[Start of Listing]

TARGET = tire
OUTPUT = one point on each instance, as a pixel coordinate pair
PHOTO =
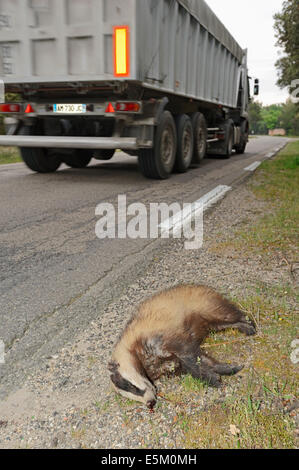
(104, 154)
(200, 133)
(240, 149)
(229, 140)
(78, 159)
(185, 141)
(40, 160)
(158, 162)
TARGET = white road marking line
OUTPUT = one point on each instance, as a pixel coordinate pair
(182, 217)
(253, 167)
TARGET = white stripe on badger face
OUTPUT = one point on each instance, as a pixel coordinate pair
(137, 380)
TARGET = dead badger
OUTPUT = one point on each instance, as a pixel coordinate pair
(165, 336)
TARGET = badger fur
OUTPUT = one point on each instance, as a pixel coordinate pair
(165, 336)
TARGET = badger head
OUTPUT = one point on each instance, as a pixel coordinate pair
(131, 382)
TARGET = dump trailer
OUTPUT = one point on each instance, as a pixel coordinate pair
(162, 80)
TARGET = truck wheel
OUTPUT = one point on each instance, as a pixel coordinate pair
(78, 158)
(185, 139)
(104, 154)
(158, 162)
(200, 133)
(40, 160)
(229, 141)
(240, 149)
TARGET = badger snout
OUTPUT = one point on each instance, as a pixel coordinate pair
(151, 403)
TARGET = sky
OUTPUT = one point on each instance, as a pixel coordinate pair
(251, 23)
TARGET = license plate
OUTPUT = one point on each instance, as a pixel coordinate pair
(70, 108)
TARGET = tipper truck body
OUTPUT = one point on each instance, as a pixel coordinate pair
(162, 80)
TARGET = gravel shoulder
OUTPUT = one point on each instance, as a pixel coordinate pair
(69, 403)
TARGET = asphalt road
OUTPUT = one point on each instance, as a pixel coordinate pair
(55, 274)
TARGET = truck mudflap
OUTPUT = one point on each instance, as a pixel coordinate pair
(124, 143)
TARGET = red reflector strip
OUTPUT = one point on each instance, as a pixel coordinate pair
(121, 48)
(29, 109)
(110, 109)
(10, 108)
(126, 107)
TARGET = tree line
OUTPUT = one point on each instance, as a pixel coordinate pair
(276, 116)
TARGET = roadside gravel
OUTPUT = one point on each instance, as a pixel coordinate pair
(69, 403)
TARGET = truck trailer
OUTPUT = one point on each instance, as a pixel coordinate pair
(162, 80)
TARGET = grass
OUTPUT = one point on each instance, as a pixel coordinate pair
(250, 411)
(9, 155)
(277, 184)
(253, 414)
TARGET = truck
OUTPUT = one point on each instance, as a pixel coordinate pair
(162, 80)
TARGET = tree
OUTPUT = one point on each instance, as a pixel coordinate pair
(287, 33)
(271, 115)
(255, 116)
(290, 118)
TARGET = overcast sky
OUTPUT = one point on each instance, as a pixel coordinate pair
(251, 23)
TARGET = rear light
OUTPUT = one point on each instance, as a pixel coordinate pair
(121, 42)
(29, 109)
(110, 109)
(128, 107)
(10, 108)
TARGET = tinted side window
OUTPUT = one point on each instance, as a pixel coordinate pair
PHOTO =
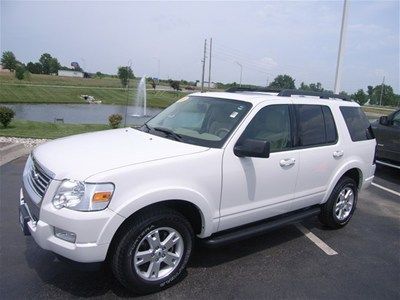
(311, 125)
(357, 123)
(330, 127)
(272, 124)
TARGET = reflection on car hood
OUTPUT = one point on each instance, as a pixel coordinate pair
(80, 156)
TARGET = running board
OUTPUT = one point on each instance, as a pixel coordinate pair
(234, 235)
(387, 164)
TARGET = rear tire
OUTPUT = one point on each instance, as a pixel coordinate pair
(339, 208)
(151, 253)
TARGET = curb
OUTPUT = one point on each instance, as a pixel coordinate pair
(11, 152)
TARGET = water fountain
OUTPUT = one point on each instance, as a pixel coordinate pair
(140, 101)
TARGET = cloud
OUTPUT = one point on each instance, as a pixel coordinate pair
(268, 62)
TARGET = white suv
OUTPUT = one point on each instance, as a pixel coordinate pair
(218, 166)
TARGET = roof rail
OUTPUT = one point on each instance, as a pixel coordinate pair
(251, 89)
(322, 95)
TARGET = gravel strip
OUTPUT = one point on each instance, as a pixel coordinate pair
(27, 142)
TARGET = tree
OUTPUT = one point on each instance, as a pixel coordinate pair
(153, 83)
(19, 72)
(34, 68)
(282, 82)
(360, 97)
(49, 64)
(175, 85)
(124, 74)
(8, 61)
(315, 87)
(388, 96)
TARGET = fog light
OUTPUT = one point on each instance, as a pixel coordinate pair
(65, 235)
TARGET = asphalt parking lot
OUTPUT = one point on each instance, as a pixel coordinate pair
(282, 264)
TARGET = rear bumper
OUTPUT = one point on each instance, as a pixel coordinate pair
(368, 180)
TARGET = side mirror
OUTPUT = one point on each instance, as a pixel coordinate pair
(384, 120)
(252, 148)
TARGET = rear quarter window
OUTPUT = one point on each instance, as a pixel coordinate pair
(357, 123)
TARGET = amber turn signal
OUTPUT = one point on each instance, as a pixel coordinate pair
(101, 197)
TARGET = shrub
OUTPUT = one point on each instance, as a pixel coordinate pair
(19, 72)
(115, 120)
(6, 115)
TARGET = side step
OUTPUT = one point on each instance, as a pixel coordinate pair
(234, 235)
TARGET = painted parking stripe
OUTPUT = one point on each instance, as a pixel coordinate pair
(316, 240)
(385, 189)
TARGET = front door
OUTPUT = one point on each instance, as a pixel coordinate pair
(258, 188)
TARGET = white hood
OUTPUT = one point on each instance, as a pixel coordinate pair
(80, 156)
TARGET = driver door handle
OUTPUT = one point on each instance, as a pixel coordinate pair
(287, 162)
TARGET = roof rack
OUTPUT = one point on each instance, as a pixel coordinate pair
(251, 89)
(322, 95)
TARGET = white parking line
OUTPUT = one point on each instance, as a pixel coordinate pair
(385, 189)
(316, 240)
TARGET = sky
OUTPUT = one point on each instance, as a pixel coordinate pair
(267, 38)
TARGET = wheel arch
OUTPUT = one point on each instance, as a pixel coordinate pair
(352, 170)
(186, 208)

[End of Listing]

■ Exercise directions: Reproduce word for word every line from the line containing "TARGET = fog light" up to and including the last line of the items.

■ Full answer:
TARGET = fog light
OUTPUT = one point on each instance, as a pixel coordinate pair
(65, 235)
TARGET = asphalt parking lot
OUTPUT = one point on each instance, as a pixel coordinate pair
(282, 264)
TARGET = rear bumper
OUTPUT = one point on each instance, as a pixel coordinate pair
(368, 180)
TARGET = side mirror
OUTPUT = one point on each instance, as a pixel coordinate pair
(384, 120)
(252, 148)
TARGET = rear quarter window
OUTPUT = one point on each instance, as a pixel coordinate pair
(357, 123)
TARGET = amber turn signal
OUTPUT = one point on each instance, as a pixel coordinate pair
(101, 197)
TARGET = shrub
OUTPUT = one point on each instance, as a pixel coordinate pair
(19, 72)
(115, 120)
(6, 115)
TARGET = side step
OUTPUT = one point on each instance, as a pixel coordinate pair
(234, 235)
TARGET = painted parking stripe
OUTPUT = one point on each instance, as a pixel coordinate pair
(316, 240)
(385, 189)
TARGET = front door
OUTPUT = one point on each instance, as a pixel coordinate pair
(258, 188)
TARGET = white hood
OUTPUT = one point on each instance, as a pixel coordinate pair
(80, 156)
TARGET = driver door handle
OUTPUT = one point on each instance, as a pixel coordinate pair
(287, 162)
TARGET = roof rack
OUTPUT = one point on each instance, as a pixel coordinate pair
(251, 89)
(322, 95)
TARGET = white parking line
OUTPUT = one point on each instance, as a pixel coordinate pair
(385, 189)
(316, 240)
TARGET = sky
OUTPUT = one point on each instance, as a pixel coordinate pair
(267, 38)
TARGET = wheel arch
OUTPUT = one point on each instance, as a pixel coordinate pair
(352, 170)
(186, 208)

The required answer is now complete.